[Dataset rows on where objects appear]
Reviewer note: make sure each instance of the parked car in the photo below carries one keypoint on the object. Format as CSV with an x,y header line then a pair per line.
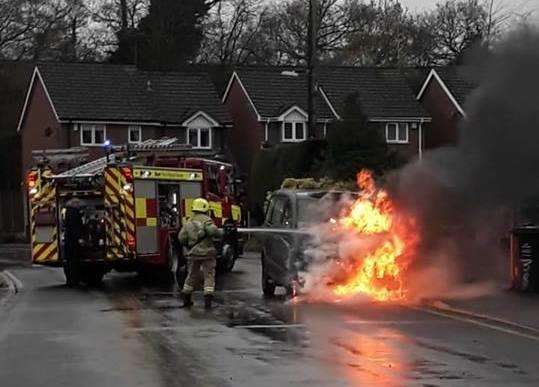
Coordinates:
x,y
289,218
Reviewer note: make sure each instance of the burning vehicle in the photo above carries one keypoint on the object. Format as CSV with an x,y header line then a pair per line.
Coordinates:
x,y
333,246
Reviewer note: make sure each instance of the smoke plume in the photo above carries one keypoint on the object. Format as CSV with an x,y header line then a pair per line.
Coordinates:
x,y
465,198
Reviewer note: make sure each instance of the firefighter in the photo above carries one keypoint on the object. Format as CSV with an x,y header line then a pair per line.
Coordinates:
x,y
197,236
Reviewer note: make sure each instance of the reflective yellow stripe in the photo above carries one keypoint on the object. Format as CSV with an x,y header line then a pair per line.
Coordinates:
x,y
167,174
140,208
42,257
236,213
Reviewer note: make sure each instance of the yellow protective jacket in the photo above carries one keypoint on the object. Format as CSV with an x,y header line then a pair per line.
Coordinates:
x,y
197,236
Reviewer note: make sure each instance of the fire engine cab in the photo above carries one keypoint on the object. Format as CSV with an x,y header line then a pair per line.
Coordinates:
x,y
124,211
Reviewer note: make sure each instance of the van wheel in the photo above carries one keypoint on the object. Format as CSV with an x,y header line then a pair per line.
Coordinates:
x,y
268,285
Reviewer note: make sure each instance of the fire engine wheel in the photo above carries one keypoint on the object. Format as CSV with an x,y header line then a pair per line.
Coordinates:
x,y
93,276
72,271
268,285
227,261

**What you have to do**: Recast the data as a numbered list, from the line containing "Reviewer note: make sure each instance of the fire engine wheel" through the end of the data, both included, and leave out any blank lines.

**Solution to this task**:
1. Reviewer note: make sure each instance of the fire engine wheel in the photo above carries one keypoint on the object. Format as CSV with an x,y header line then a pair per line.
2. Coordinates:
3. x,y
4. 93,276
5. 72,271
6. 268,285
7. 227,261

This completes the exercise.